### 待办任务
从最后一行之后续写这篇关于区间gcd计数的题解。

### 文章
============

题意:
给一个长为n的序列,a1到an,q次询问,x1到xq,问gcd(al, al + 1, ..., ar) = xi的[l,r]有多少个。
思路:
简单的统计需要O(n^2)统计gcd,容易发现很多区间的gcd都是一样的,因为假设固定左端点,那个右端点移动过程中,gcd最多变化al的因子次。
那么我们从后往前枚举左端点,将相同的区间合并在一起,通过类似静态链表的结构实现下标的跳转,枚举到前面的数字时,可以通过后面的静态链表直接跳过gcd相同的区间,从而实现O(nlog(max(a)))的复杂度,枚举出区间gcd个数后用map<int,long long>统计输出即可。
代码:
#include <iostream>
#include <iomanip>
#include <algorithm>
#include <cstring>
#include <cctype>
#include <cstdlib>
#include <cstdio>
#include <cmath>
#include <ctime>
#include <map>
#include <list>
#include <set>
#include <stack>
#include <queue>
#include <string>
#include <sstream>
#define pb push_back
#define X first
#define Y second
#define ALL(x) x.begin(),x.end()

============

### 记录列表

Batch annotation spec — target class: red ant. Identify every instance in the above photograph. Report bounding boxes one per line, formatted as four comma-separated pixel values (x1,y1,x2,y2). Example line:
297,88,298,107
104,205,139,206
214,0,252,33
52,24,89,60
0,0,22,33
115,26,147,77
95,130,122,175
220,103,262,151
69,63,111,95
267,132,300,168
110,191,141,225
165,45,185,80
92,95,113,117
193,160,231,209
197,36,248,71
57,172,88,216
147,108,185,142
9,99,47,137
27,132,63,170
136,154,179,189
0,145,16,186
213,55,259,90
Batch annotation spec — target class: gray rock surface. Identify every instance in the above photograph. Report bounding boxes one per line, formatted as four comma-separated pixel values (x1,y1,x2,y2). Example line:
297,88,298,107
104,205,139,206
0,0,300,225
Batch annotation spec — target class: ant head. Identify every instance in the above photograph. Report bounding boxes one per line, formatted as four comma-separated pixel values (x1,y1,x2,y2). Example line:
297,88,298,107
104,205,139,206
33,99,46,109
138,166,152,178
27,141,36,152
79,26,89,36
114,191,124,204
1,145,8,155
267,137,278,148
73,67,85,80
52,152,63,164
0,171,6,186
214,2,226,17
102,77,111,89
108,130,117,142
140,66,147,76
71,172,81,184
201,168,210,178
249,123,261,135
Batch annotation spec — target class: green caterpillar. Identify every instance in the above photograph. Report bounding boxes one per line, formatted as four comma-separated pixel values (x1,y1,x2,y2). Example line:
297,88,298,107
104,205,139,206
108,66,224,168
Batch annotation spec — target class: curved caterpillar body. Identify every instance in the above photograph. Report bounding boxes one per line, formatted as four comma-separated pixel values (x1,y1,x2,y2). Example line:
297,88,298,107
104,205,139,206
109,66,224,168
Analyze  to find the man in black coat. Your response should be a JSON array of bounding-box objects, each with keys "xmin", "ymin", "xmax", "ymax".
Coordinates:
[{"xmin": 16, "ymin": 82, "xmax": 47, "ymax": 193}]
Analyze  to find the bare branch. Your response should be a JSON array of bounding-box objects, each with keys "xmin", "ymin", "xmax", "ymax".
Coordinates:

============

### 任务作答
#define INS(x) inserter(x,x.begin())
#define pii pair<int,int>
#define qclear(a) while(!a.empty())a.pop();
#define lowbit(x) (x&-x)
#define sd(n) scanf("%d",&n)
#define sdd(n,m) scanf("%d%d",&n,&m)
#define sddd(n,m,k) scanf("%d%d%d",&n,&m,&k)
#define mst(a,b) memset(a,b,sizeof(a))
#define cout3(x,y,z) cout<<x<<" "<<y<<" "<<z<<endl
#define cout2(x,y) cout<<x<<" "<<y<<endl
#define cout1(x) cout<<x<<endl
#define IOS std::ios::sync_with_stdio(false)
#define SRAND srand((unsigned int)(time(0)))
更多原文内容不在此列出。